**What you need to do:** Reproduce every item below word for word, omitting the pictures.

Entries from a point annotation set
——————
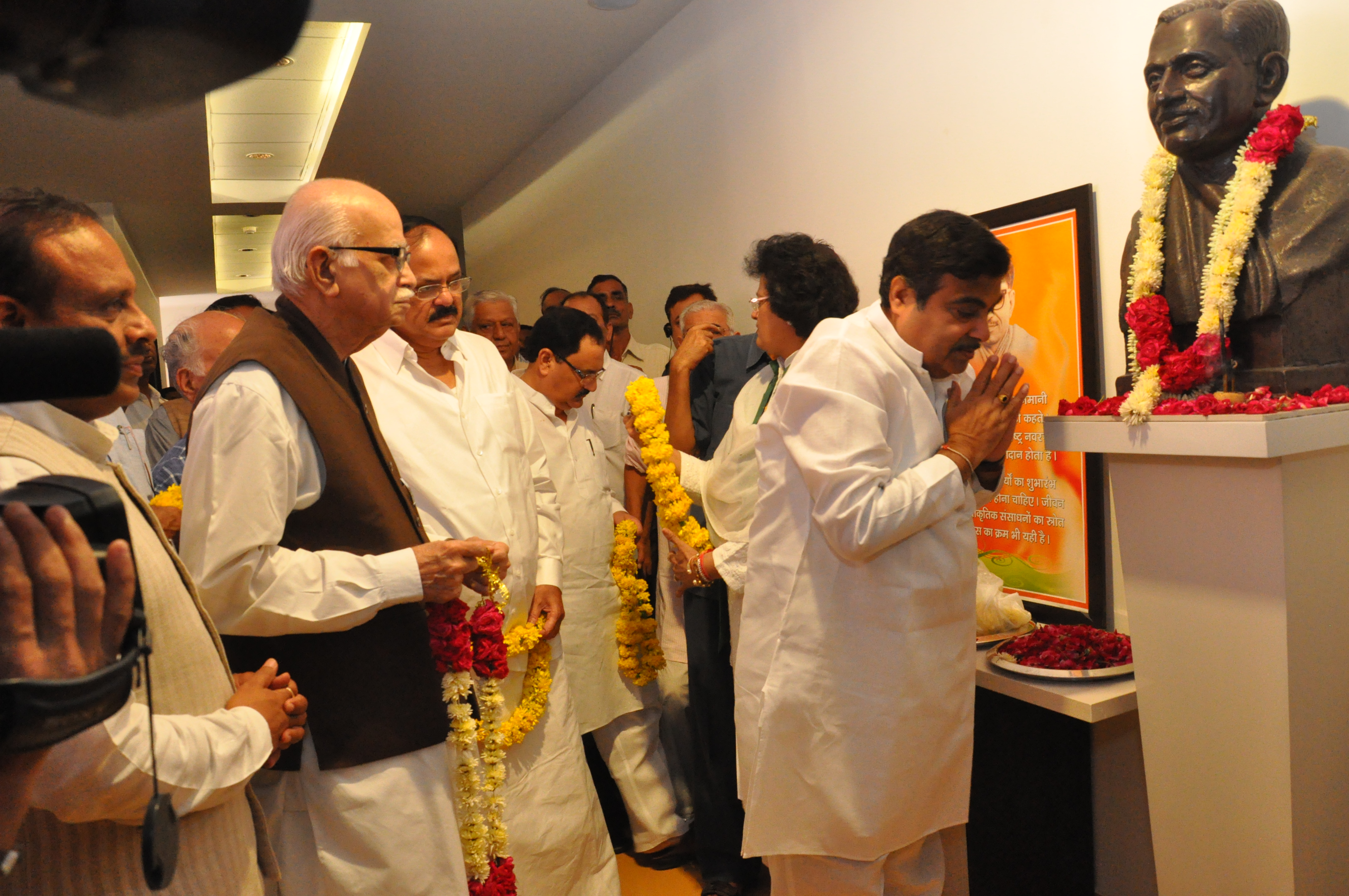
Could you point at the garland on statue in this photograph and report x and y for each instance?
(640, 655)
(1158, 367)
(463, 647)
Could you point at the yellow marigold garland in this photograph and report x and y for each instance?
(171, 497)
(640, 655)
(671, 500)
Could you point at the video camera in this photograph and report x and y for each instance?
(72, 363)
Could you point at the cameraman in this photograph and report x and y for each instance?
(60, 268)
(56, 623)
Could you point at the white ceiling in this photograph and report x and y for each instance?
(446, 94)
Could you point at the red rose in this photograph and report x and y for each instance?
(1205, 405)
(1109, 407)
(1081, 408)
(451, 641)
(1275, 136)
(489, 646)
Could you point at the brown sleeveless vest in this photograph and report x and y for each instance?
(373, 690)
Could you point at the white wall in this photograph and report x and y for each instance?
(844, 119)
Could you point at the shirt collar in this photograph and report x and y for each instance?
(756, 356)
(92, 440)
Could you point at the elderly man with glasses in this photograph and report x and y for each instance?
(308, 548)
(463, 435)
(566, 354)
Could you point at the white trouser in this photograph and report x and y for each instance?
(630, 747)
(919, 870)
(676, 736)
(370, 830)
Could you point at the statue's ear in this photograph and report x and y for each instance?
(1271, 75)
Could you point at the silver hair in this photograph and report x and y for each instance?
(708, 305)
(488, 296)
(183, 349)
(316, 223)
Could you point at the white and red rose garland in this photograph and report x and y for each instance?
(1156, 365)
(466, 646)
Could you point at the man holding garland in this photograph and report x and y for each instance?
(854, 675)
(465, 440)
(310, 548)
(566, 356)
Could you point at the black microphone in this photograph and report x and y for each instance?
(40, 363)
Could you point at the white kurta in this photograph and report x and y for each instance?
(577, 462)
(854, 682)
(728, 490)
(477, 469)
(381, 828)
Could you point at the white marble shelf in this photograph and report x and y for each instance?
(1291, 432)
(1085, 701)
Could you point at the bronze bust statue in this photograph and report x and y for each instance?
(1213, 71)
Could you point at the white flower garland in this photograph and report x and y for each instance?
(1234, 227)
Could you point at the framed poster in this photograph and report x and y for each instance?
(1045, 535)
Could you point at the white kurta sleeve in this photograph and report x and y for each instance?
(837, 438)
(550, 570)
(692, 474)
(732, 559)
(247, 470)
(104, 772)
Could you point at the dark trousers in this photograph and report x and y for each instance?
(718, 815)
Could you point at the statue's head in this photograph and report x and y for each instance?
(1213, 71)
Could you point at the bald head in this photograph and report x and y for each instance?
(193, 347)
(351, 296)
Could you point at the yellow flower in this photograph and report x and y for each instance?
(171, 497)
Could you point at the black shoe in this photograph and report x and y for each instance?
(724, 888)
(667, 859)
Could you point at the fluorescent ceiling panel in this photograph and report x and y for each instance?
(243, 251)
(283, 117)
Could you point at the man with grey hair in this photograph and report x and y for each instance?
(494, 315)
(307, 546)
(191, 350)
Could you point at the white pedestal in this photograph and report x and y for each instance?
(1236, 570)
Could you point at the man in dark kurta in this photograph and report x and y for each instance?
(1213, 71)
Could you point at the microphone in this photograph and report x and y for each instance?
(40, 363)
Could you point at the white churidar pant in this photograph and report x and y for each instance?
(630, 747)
——————
**Solution to this exercise:**
Could you point at the garland on statue in this photograph and report x and y for each instance?
(640, 655)
(1158, 367)
(463, 647)
Could you point at the yellow marigold garland in this photograph and report x and y for each instance?
(171, 497)
(640, 655)
(671, 500)
Could you point at the video camera in this photograph and report x and y for each instance?
(72, 363)
Could you point at the cameraman in this photograph and report x and y for each instance?
(60, 268)
(56, 623)
Could you point at the white ceiling in this photograph and report x and y for each instance?
(446, 94)
Could you point at the red rose in this photograph and report x and y for each instance?
(1205, 405)
(1109, 407)
(1081, 408)
(451, 641)
(1275, 136)
(489, 646)
Could you point at the brown sleeveless vest in this photograph and report x and y for each instance?
(373, 690)
Could you point at the white wall in this photograph and report x and y for each instance?
(844, 119)
Could you point at the shirt collar in this photograph and report x and y for each instance?
(756, 356)
(92, 440)
Could you point at the elderly man with glasses in this photograph and report x and y for each instance?
(308, 548)
(463, 435)
(566, 354)
Could you point at the white trouser in this photograph and report x and y for each instance?
(630, 747)
(919, 870)
(676, 736)
(370, 830)
Could you point at the statue's ear in this photograph and report x and y for each instance?
(1271, 75)
Could you point at the silver hair in this photograph and report x and y for each instance?
(708, 305)
(488, 296)
(183, 349)
(316, 223)
Could you point at the white and red rose garland in this photograph and report x and y for each instance?
(1156, 365)
(466, 646)
Could you point at the man holding garland in this photograph and report x and y for each instance?
(854, 675)
(465, 440)
(310, 548)
(566, 356)
Could you point at the black microphone in this photograph and report x and y for each instance?
(40, 363)
Could you point at the white kurta in this photograph and report x and y for each instance?
(577, 462)
(854, 682)
(728, 490)
(477, 469)
(381, 828)
Could you point at the white marble shelf in this photograph and report x and y for each instance?
(1291, 432)
(1085, 701)
Could you point at the bronze bust statue in this photograph and report x and y for each instance?
(1213, 71)
Could you point at the white flower garland in this photograph and report x and y for each instance?
(1234, 227)
Could you point at the framed poster in this photograph and report x and y for each instance?
(1045, 535)
Could you point at the white kurta sleeve in this photograph and report x and y for each instance?
(837, 438)
(550, 570)
(692, 474)
(732, 559)
(247, 470)
(104, 772)
Could you point at the dark trousers in this photograph and report x and y for each instance?
(718, 815)
Could you point at the statue's head in this photograph and report x and y for each instance?
(1213, 71)
Could you point at the bald head in this photograph and report x and y for each instance?
(193, 347)
(351, 296)
Could you point at the yellow flower in this photograph and report x and y for each instance?
(171, 497)
Could you point at the black shoe in this photograph and report x and y for each instance?
(724, 888)
(667, 859)
Could you point at the fluorescent ceiling panel in this photograph and report x and y for each instance?
(243, 251)
(283, 117)
Could you point at the man with grey hair in this photograph and report x and y for each instance?
(494, 315)
(307, 546)
(191, 350)
Could you point at the white pedestal in this photograph and report x and y for each instance?
(1236, 570)
Could you point at the man in dark kurta in this photograph and report x and y for each instance?
(1213, 71)
Could you point at the microphone in this photograph and report x and y for each instance?
(40, 363)
Could you point at the white churidar pant in this photograph and report x and y for each instance?
(630, 747)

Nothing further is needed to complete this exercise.